TO DO. Which lines in the items below contain the word "raised"? Copy each of them.

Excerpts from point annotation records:
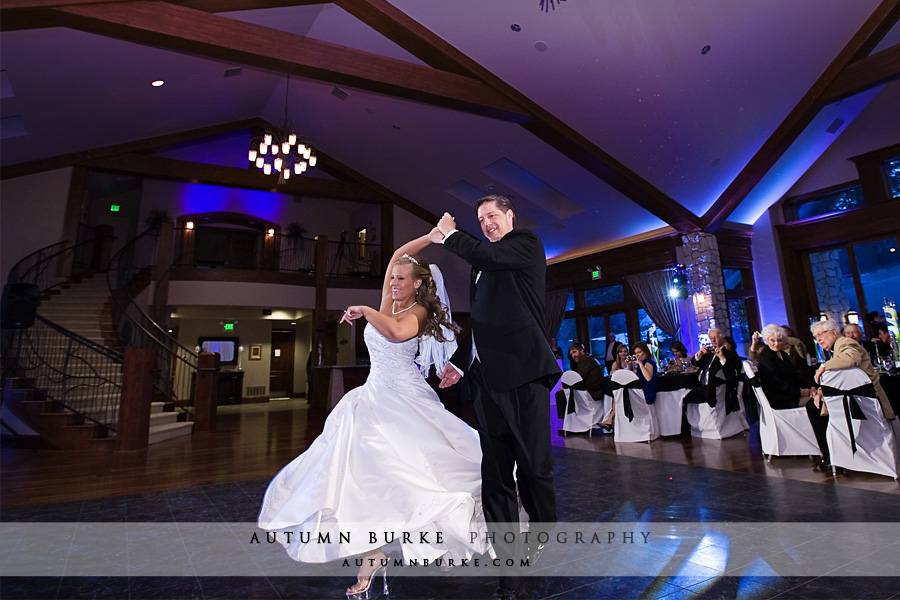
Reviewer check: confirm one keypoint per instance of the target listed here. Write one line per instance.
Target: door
(281, 373)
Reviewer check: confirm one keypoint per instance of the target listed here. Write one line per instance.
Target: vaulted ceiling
(605, 121)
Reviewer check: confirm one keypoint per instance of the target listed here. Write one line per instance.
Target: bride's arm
(393, 329)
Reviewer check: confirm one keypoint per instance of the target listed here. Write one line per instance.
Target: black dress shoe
(534, 552)
(823, 465)
(504, 593)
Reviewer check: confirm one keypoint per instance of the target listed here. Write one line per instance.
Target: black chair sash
(626, 397)
(570, 398)
(852, 410)
(732, 403)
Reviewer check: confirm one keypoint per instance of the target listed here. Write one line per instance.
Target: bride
(391, 459)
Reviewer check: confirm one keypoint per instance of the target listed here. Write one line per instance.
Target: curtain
(554, 309)
(652, 291)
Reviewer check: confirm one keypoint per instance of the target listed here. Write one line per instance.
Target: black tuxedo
(510, 382)
(708, 368)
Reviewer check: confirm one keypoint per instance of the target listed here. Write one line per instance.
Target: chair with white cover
(582, 411)
(859, 437)
(725, 419)
(669, 410)
(785, 432)
(635, 420)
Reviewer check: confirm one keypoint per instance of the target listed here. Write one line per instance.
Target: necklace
(397, 312)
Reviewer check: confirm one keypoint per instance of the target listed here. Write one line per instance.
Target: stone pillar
(828, 277)
(206, 391)
(699, 253)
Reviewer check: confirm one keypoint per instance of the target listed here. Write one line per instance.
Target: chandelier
(280, 151)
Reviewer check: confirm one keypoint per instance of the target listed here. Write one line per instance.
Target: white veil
(431, 351)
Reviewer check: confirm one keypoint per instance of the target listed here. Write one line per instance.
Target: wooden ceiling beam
(149, 144)
(165, 25)
(428, 47)
(873, 30)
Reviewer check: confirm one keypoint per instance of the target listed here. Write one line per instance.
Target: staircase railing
(130, 271)
(69, 370)
(64, 367)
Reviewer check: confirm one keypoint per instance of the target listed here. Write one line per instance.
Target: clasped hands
(351, 314)
(444, 226)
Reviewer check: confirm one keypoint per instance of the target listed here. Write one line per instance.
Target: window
(608, 295)
(892, 173)
(831, 202)
(658, 340)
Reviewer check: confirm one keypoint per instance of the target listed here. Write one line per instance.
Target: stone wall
(706, 286)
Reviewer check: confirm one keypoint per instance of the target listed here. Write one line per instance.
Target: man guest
(510, 369)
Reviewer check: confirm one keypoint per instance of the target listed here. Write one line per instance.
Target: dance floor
(721, 521)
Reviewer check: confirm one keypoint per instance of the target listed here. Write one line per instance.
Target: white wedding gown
(391, 459)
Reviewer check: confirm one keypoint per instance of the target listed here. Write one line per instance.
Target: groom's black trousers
(514, 428)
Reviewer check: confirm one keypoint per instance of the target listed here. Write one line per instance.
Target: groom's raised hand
(449, 376)
(447, 223)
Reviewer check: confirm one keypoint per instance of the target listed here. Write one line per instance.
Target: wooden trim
(868, 36)
(864, 74)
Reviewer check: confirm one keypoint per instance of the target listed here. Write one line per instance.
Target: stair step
(159, 419)
(170, 431)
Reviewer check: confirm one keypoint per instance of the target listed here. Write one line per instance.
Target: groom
(510, 369)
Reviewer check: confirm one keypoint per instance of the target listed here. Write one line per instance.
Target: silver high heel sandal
(363, 594)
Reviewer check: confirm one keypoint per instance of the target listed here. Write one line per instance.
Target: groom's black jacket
(507, 309)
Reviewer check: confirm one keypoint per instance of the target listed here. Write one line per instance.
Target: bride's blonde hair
(426, 296)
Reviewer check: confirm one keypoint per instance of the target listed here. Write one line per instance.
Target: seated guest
(783, 386)
(591, 373)
(554, 347)
(710, 361)
(622, 362)
(846, 354)
(611, 351)
(883, 340)
(854, 332)
(646, 370)
(793, 347)
(621, 358)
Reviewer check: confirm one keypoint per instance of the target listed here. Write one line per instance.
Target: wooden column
(133, 429)
(161, 274)
(206, 391)
(319, 316)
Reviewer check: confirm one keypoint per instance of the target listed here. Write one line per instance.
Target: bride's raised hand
(351, 314)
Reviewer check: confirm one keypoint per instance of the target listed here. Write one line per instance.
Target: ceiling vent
(835, 125)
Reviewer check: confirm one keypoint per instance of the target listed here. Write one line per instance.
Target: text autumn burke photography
(559, 536)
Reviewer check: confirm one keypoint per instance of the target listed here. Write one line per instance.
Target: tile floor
(593, 488)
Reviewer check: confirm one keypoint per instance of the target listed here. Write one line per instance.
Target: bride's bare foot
(372, 561)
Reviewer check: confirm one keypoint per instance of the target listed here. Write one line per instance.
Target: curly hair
(426, 296)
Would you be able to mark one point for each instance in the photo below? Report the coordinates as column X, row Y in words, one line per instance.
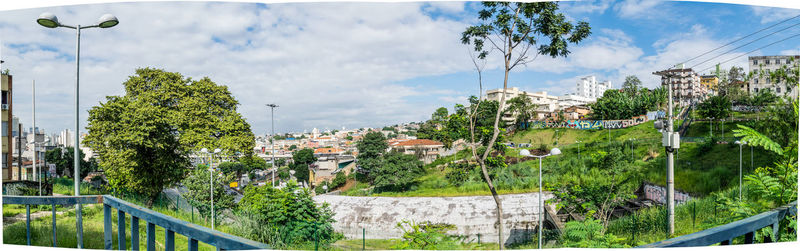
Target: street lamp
column 211, row 188
column 526, row 153
column 50, row 20
column 740, row 143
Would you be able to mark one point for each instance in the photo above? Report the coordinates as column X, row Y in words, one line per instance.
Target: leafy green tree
column 716, row 107
column 631, row 85
column 144, row 137
column 370, row 153
column 64, row 160
column 397, row 172
column 285, row 217
column 198, row 184
column 512, row 29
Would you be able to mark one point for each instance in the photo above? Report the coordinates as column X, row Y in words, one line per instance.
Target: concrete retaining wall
column 472, row 215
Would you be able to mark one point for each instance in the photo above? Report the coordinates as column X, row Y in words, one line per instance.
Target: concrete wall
column 472, row 215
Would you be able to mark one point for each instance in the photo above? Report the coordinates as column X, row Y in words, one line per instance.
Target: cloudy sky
column 330, row 65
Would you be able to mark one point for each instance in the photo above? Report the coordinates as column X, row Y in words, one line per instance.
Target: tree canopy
column 144, row 137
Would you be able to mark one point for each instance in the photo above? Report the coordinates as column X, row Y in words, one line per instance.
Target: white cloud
column 636, row 8
column 770, row 14
column 325, row 64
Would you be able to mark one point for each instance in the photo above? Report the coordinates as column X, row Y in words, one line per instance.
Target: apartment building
column 590, row 88
column 686, row 86
column 767, row 65
column 7, row 118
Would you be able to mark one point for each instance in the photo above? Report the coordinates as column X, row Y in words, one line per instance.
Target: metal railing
column 195, row 233
column 725, row 234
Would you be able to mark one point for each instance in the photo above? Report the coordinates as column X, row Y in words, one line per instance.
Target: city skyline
column 356, row 65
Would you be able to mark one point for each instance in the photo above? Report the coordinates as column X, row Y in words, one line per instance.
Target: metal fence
column 725, row 234
column 195, row 233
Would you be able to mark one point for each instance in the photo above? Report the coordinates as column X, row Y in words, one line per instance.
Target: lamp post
column 526, row 153
column 50, row 20
column 740, row 143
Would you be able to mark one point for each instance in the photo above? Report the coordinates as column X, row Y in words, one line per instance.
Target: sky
column 332, row 65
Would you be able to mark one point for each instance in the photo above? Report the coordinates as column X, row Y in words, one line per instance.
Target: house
column 426, row 150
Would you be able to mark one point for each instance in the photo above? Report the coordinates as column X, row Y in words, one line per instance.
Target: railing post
column 169, row 240
column 79, row 224
column 192, row 244
column 121, row 229
column 54, row 225
column 775, row 229
column 151, row 236
column 748, row 238
column 107, row 227
column 28, row 222
column 134, row 232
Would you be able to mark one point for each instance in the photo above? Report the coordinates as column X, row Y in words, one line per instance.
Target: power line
column 740, row 39
column 744, row 54
column 748, row 43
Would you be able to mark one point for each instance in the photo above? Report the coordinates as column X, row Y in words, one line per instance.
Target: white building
column 686, row 85
column 590, row 88
column 769, row 64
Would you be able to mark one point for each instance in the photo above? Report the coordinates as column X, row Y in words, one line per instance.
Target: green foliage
column 396, row 172
column 144, row 137
column 199, row 185
column 716, row 107
column 589, row 233
column 631, row 85
column 623, row 105
column 63, row 158
column 287, row 216
column 339, row 180
column 523, row 107
column 427, row 236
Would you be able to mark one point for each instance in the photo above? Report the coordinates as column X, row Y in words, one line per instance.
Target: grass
column 384, row 244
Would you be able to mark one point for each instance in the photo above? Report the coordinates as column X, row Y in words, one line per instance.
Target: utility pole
column 670, row 141
column 272, row 140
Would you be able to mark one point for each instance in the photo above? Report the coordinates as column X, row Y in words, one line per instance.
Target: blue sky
column 353, row 64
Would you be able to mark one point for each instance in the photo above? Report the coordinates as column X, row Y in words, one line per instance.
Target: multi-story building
column 686, row 87
column 7, row 118
column 710, row 82
column 766, row 65
column 590, row 88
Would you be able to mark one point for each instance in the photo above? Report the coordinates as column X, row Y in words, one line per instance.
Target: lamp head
column 107, row 21
column 48, row 20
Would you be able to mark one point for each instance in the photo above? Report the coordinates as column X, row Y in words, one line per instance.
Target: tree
column 370, row 151
column 397, row 172
column 302, row 159
column 144, row 137
column 439, row 117
column 286, row 217
column 506, row 26
column 716, row 107
column 198, row 185
column 631, row 85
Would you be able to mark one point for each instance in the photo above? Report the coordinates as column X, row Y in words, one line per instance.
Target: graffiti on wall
column 659, row 194
column 589, row 124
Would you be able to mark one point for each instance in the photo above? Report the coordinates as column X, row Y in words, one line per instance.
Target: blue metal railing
column 725, row 234
column 195, row 233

SOLUTION.
Target: groom's raised hand
Target: bride's raised hand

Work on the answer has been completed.